__Written problem__. In the material below, repeat only the lines from the one that holds "point: the sandy" through the final line, exactly as they stand.

--- Entries provided ---

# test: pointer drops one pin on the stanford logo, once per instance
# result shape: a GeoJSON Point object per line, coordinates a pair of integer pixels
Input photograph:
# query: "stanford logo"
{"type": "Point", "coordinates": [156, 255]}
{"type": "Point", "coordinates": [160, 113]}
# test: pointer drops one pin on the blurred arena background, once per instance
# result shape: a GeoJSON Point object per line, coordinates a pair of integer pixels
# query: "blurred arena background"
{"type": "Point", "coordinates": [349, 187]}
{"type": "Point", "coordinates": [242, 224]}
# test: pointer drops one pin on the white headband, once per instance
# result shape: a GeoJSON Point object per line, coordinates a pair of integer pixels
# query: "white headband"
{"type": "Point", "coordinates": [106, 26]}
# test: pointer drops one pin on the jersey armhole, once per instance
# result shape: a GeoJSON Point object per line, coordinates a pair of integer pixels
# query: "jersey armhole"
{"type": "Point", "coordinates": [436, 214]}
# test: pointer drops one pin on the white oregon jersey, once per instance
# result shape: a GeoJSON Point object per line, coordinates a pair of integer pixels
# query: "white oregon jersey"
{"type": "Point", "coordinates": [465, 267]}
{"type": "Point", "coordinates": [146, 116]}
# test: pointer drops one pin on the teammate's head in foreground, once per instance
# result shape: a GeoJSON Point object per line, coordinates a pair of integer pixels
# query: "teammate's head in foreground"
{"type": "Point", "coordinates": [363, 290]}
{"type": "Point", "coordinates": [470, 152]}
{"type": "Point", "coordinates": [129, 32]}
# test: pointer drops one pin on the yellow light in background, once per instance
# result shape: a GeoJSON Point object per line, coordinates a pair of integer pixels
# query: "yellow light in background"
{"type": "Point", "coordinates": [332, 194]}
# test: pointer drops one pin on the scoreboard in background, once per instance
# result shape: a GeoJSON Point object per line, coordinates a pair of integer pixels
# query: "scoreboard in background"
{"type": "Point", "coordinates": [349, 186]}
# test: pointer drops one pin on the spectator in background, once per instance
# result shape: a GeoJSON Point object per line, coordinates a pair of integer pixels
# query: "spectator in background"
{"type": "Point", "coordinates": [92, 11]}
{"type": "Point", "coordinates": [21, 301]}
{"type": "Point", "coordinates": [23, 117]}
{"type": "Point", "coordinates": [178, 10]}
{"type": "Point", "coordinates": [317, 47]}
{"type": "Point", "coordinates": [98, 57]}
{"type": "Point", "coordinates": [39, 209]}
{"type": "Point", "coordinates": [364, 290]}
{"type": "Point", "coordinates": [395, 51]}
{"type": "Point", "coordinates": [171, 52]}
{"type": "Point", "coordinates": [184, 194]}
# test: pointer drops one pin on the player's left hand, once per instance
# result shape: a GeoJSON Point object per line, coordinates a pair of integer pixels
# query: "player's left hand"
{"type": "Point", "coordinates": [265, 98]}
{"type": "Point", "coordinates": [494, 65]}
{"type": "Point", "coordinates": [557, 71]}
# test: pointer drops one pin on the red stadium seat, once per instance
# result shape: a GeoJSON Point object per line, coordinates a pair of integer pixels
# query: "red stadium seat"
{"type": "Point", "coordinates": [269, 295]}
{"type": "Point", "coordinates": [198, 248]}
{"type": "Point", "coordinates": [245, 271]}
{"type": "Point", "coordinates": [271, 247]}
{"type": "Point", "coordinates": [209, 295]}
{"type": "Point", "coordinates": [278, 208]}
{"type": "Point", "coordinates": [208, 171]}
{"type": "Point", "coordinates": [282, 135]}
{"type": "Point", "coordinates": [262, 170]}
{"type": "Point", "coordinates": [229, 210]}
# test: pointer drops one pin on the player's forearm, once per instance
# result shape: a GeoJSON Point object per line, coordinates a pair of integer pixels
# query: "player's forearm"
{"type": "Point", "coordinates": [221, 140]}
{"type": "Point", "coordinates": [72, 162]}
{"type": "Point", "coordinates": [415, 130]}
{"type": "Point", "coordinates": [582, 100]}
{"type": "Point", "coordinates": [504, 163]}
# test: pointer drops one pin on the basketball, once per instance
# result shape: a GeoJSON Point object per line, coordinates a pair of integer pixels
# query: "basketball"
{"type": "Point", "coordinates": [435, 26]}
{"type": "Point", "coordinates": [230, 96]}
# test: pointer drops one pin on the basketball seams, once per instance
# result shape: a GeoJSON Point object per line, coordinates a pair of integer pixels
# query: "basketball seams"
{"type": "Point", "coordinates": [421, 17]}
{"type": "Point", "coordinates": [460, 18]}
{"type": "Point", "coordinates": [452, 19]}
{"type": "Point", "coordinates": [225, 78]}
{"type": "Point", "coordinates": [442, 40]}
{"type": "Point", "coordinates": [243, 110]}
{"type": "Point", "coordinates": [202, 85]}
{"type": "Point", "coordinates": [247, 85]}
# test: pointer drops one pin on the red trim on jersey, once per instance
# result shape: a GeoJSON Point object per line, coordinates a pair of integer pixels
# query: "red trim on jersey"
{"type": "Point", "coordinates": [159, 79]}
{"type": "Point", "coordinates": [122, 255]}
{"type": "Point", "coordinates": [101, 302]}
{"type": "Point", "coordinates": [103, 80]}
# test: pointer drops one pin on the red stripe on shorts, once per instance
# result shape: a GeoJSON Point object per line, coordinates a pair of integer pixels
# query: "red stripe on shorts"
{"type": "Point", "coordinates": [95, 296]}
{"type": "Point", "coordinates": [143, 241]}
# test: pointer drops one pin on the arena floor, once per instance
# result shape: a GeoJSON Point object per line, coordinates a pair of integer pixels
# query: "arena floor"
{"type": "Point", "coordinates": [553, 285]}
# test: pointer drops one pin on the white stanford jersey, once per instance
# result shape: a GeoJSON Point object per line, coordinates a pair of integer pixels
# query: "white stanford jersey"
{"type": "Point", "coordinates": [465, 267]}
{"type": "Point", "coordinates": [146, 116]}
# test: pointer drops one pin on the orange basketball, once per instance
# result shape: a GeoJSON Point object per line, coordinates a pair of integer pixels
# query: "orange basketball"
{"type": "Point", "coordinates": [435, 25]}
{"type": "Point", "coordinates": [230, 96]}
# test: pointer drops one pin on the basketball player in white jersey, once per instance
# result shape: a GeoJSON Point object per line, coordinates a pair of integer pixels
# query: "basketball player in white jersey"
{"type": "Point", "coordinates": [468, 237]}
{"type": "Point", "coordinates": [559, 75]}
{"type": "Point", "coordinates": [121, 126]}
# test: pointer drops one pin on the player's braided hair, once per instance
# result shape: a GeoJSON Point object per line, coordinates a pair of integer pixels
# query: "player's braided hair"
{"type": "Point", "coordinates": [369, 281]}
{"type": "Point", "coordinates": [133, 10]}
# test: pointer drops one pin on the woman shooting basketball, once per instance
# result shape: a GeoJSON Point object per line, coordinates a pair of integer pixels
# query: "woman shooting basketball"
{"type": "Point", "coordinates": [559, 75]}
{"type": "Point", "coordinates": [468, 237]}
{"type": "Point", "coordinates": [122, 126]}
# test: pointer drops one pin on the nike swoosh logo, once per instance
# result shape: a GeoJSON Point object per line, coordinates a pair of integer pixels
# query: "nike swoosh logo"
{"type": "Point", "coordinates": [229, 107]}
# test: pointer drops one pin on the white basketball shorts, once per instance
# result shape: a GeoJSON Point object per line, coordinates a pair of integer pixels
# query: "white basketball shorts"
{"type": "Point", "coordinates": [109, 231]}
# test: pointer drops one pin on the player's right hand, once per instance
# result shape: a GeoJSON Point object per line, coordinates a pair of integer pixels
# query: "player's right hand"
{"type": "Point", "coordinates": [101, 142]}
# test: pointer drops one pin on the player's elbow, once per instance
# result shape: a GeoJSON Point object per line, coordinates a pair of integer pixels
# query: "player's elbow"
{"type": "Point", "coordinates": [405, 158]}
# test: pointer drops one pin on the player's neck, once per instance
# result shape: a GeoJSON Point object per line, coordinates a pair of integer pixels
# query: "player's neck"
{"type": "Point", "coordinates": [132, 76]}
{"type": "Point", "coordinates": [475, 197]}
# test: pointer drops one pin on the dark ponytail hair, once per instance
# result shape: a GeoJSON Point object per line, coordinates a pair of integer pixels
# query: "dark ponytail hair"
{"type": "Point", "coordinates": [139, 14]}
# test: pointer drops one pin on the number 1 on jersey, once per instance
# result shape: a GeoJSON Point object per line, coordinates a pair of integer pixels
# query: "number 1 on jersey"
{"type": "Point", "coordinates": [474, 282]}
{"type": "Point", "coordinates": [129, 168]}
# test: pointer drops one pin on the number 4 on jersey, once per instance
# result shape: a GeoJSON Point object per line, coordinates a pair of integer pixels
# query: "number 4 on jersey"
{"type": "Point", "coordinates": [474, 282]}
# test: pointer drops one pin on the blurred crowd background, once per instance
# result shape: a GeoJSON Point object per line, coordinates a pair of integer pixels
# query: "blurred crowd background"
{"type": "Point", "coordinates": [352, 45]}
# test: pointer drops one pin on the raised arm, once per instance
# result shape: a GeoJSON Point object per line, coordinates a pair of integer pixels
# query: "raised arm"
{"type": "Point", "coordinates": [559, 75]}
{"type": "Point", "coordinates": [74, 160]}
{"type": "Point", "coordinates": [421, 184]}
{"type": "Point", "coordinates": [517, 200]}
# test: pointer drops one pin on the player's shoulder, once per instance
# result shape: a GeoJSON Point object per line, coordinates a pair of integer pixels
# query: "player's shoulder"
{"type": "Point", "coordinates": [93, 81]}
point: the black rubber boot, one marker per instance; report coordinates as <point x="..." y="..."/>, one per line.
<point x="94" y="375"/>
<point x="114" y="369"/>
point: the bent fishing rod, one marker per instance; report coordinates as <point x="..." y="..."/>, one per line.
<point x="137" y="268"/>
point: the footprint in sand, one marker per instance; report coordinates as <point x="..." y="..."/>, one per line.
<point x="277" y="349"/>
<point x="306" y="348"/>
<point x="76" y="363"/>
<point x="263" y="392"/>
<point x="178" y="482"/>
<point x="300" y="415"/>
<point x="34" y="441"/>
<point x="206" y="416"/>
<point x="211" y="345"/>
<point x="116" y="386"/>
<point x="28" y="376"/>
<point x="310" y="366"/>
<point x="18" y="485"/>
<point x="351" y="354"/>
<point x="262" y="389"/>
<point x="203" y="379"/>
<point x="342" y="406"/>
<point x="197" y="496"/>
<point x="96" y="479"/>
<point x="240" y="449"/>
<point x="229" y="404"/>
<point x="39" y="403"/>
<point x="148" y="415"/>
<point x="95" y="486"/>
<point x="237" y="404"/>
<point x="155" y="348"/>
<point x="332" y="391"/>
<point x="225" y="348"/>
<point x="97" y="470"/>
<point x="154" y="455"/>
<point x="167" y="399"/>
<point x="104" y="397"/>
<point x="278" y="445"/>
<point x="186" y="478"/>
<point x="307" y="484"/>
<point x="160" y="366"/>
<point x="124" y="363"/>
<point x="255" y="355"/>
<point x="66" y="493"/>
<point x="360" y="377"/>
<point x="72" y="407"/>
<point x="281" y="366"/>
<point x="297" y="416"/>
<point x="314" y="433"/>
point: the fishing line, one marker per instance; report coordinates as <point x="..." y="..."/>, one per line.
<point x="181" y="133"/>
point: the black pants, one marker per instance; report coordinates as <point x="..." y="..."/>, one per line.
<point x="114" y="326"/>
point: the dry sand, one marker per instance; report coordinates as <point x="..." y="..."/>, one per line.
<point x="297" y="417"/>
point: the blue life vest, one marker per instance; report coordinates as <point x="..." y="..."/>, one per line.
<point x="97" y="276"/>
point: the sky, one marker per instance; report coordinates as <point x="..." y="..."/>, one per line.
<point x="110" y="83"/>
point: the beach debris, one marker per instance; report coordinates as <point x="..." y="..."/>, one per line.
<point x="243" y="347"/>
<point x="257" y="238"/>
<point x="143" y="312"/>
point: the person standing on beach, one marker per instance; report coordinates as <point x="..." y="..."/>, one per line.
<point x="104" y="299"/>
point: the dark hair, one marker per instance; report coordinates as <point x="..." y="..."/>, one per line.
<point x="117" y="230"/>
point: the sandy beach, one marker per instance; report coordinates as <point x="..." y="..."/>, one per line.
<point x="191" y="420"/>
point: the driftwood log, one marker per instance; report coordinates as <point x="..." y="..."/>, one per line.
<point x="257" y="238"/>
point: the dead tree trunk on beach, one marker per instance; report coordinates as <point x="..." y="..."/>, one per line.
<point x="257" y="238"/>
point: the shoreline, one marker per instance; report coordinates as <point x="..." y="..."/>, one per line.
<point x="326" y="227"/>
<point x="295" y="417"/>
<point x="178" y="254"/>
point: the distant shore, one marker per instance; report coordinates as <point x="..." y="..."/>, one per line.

---

__Written solution__.
point: the sandy beach, one marker per instance; report coordinates as <point x="..." y="..."/>, one per line.
<point x="191" y="420"/>
point: the driftwood log, one marker per instance; report coordinates as <point x="..." y="..."/>, one per line.
<point x="257" y="238"/>
point: the dead tree trunk on beach, one marker per instance; report coordinates as <point x="..." y="..."/>, one per line.
<point x="257" y="238"/>
point: the shoreline, one marker per instance; report coordinates as <point x="..." y="..."/>, one per line.
<point x="326" y="227"/>
<point x="295" y="417"/>
<point x="178" y="254"/>
point: the distant shore, one marker per instance; report coordinates as <point x="..." y="..."/>, one per line.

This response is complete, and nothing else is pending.